Quando terminei meus estudos, em 1978, sofri para arrumar um emprego. Mudei-me para Toronto e me apresentei como uma espécie de lésbica masculina. Era uma forma de formar uma comunidade, encontrar apoio e me sentir aceita. Eu não conhecia outras pessoas intersexuais – sequer conhecia essa palavra na época.
A vida não era fácil. Sofria ameaças diariamente na rua. Jogavam coisas em mim. Alguém tentou me empurrar na frente de um bonde. Em uma manifestação de orgulho gay, homens gay ameaçaram baixar minhas calças.
Lésbicas masculinas são alvo de muito ódio até hoje. Uma das razões pelas quais eu me comporto mais como homem hoje é porque eu não quero mais lidar psicologicamente com a violência e as expressões de ódio.
Mas quando minhas peças de teatro foram produzidas, meu nome ficou mais respeitado na comunidade.
Nos anos 90, cuidei de amigos que estavam morrendo de Aids. Foi um tempo louco e ocupado. Eu não queria que as pessoas soubessem que eu tinha uma barba, mas não tinha tempo para me barbear. A barba começou a crescer e meus amigos disseram que eu deveria deixá-la crescer. Depois que eles morreram, fiz justamente isso, em homenagem a como eles me aceitaram.
Mas isso novamente me colocou em maus lençóis. Nos bares lésbicos, a barba não era bem vista. Mulheres me perguntavam: ‘O que você está fazendo aqui’?. Eu dizia apenas que era lésbica também, e que ‘algumas de nós usam barba’.
Só foi em meados dos anos 90 que fiquei sabendo o que era intersexo. Alguém que conhecia há anos perguntou se eu não poderia ser intersexual, e eu acabei indo procurar o termo na internet, além de fazer pesquisas intensas. ‘É isso mesmo que sou’.

▶ _Dados fornecidos_:
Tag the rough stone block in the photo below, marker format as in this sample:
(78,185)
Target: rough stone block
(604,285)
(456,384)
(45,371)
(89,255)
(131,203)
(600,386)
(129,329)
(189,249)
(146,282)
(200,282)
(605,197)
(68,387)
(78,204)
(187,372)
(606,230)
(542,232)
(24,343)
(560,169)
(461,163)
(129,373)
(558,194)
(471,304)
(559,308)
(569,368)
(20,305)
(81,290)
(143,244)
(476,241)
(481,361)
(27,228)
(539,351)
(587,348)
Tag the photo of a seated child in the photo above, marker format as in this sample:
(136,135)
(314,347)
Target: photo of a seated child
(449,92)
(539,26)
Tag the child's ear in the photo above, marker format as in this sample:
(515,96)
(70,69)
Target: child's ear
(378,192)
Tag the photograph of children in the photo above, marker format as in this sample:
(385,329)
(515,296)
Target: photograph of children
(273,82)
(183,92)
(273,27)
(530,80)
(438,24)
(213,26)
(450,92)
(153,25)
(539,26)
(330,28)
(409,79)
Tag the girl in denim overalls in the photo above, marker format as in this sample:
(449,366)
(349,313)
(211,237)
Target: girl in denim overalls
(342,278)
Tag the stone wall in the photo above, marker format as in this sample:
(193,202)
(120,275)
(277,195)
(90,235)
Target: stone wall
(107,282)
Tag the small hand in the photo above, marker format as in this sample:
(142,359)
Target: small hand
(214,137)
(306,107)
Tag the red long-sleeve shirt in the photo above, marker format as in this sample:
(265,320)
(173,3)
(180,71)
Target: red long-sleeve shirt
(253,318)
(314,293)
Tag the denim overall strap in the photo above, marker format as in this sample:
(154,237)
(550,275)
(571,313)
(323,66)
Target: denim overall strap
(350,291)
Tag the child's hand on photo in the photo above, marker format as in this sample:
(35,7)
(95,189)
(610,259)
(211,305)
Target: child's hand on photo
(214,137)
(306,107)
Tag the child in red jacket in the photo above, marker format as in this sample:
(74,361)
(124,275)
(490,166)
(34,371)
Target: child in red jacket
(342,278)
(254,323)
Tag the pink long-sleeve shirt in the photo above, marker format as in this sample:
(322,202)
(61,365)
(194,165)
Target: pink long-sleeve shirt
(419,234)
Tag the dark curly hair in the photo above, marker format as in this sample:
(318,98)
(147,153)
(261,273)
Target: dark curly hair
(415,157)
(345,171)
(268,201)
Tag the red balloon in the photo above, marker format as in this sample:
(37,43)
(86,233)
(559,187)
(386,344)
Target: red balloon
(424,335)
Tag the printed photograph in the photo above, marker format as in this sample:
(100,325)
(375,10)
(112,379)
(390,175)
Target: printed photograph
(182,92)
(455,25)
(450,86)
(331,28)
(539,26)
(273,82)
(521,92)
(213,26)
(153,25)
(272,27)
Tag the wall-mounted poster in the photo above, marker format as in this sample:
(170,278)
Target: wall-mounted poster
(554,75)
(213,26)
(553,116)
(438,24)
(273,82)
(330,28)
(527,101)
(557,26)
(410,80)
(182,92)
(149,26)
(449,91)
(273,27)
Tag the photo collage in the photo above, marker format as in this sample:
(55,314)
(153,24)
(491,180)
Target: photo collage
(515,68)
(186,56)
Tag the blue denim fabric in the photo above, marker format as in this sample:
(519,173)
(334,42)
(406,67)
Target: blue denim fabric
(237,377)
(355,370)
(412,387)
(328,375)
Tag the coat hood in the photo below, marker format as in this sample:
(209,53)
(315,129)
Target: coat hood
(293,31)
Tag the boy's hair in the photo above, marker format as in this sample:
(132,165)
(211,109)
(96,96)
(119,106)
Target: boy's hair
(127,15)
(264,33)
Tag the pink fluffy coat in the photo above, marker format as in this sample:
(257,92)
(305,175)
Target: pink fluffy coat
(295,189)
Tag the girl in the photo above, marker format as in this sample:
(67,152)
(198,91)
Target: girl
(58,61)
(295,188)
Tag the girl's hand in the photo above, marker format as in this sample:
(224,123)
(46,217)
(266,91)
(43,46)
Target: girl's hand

▶ _Tarefa A_:
Enumere as hostilidades que o texto relata no parágrafo iniciado por "A vida não era fácil".
▶ _Tarefa B_:
Transcreva fielmente o trecho do texto que começa em "Quando terminei meus" e termina em "respeitado na comunidade.".
O material fornecido não tem nenhum papel aqui.

▶ _Resposta A_:
- Ameaças diárias na rua
- Jogavam coisas na pessoa que narra
- Alguém tentou empurrá-la na frente de um bonde
- Em uma manifestação de orgulho gay, homens gay ameaçaram baixar suas calças

▶ _Resposta B_:
Quando terminei meus estudos, em 1978, sofri para arrumar um emprego. Mudei-me para Toronto e me apresentei como uma espécie de lésbica masculina. Era uma forma de formar uma comunidade, encontrar apoio e me sentir aceita. Eu não conhecia outras pessoas intersexuais – sequer conhecia essa palavra na época.
A vida não era fácil. Sofria ameaças diariamente na rua. Jogavam coisas em mim. Alguém tentou me empurrar na frente de um bonde. Em uma manifestação de orgulho gay, homens gay ameaçaram baixar minhas calças.
Lésbicas masculinas são alvo de muito ódio até hoje. Uma das razões pelas quais eu me comporto mais como homem hoje é porque eu não quero mais lidar psicologicamente com a violência e as expressões de ódio.
Mas quando minhas peças de teatro foram produzidas, meu nome ficou mais respeitado na comunidade.